Corte di Cassazione, ordinanza n. 30768 depositata il 6 novembre 2023
prescrizione decennale del credito d’imposta esposto nella dichiarazione dei redditi (eccedenze di imposte) – è corretto identificare «con il giorno della dichiarazione dei redditi quello di decorso della prescrizione ai fini del diritto al rimborso del credito di imposta»
Rilevato che:
1. L’Agenzia delle entrate propone ricorso per cassazione, affidato ad un motivo, avverso la sentenza della Commissione tributaria regionale della Lombardia, di cui all’epigrafe, che ha accolto l’appello della s.p.a. A.N.E. contro la sentenza della Commissione tributaria provinciale di Milano, che aveva rigettato il ricorso della stessa contribuente avverso il rigetto dell’istanza con la quale la società, in data 19 febbraio 2013, aveva chiesto il rimborso del credito Irpeg emergente dalla dichiarazione dei redditi presentata il 31 ottobre 2000.
────────────────
Consegna: Prosegui l'ordinanza della Cassazione sul rimborso del credito Irpeg, partendo dopo l'ultima frase riportata. I record non hanno alcun rapporto con l'ordinanza.

Record di un insieme per l'etichettatura di punti:
────────────────
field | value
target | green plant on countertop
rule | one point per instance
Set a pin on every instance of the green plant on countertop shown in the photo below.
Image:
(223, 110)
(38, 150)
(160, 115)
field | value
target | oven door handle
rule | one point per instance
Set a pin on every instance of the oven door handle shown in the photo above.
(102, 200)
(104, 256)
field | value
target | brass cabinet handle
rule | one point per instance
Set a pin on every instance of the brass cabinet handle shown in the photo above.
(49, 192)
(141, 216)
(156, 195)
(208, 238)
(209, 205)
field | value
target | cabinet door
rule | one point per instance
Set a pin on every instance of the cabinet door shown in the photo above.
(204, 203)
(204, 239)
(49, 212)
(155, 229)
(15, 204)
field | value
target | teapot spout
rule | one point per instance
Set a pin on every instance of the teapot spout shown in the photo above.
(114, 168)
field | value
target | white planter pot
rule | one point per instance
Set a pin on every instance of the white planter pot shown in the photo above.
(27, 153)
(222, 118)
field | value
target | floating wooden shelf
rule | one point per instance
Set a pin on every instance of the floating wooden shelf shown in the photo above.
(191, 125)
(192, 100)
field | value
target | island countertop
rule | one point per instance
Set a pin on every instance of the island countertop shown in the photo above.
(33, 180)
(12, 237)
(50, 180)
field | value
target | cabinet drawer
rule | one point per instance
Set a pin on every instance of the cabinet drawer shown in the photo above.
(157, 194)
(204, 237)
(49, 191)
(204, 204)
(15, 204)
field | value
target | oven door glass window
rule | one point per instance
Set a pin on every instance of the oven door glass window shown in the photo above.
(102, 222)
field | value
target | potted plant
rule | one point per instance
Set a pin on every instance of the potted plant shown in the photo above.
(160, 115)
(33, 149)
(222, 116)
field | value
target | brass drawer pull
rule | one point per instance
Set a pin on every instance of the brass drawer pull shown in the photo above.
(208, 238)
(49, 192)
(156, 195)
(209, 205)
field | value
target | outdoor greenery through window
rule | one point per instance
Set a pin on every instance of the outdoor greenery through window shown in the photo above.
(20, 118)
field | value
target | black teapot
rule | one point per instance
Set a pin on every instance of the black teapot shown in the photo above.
────────────────
Risposta scritta:
L’Amministrazione aveva infatti eccepito l’avvenuta prescrizione decennale del credito.
La contribuente rimane intimata.
Considerato che:
1. Con l’unico motivo si denunzia «Violazione e falsa applicazione degli artt. 2935 e 2946 c.c., nonché art. 36 bis DPR 600/1973 (in relazione all’art. 360 n. 3 c.p.c.) », per avere la CTR erroneamente ritenuto che la prescrizione del diritto al rimborso decorresse dal consolidamento del credito, conseguente al compimento, da parte dell’Amministrazione, del controllo positivo sui dati esposti nella dichiarazione, secondo la procedura di liquidazione delle imposte di cui all’art. 36-bis del d.P.R. n. 600 del 1973; ovvero dal mancato esercizio, da parte dell’Ufficio, nei termini decadenziali di legge, del potere di rettifica della dichiarazione del contribuente.
Nel caso di specie, secondo la contribuente ed il giudice a quo, la decorrenza del termine di prescrizione decennale del diritto al rimborso avrebbe avuto inizio dal 31 dicembre del quarto anno successivo a quello in cui era stata presentata la dichiarazione dei redditi, ovvero solo una volta scaduto il termine entro il quale l’Ufficio avrebbe potuto procedere ad eventuali accertamenti e rettifiche.
2. Il motivo è fondato.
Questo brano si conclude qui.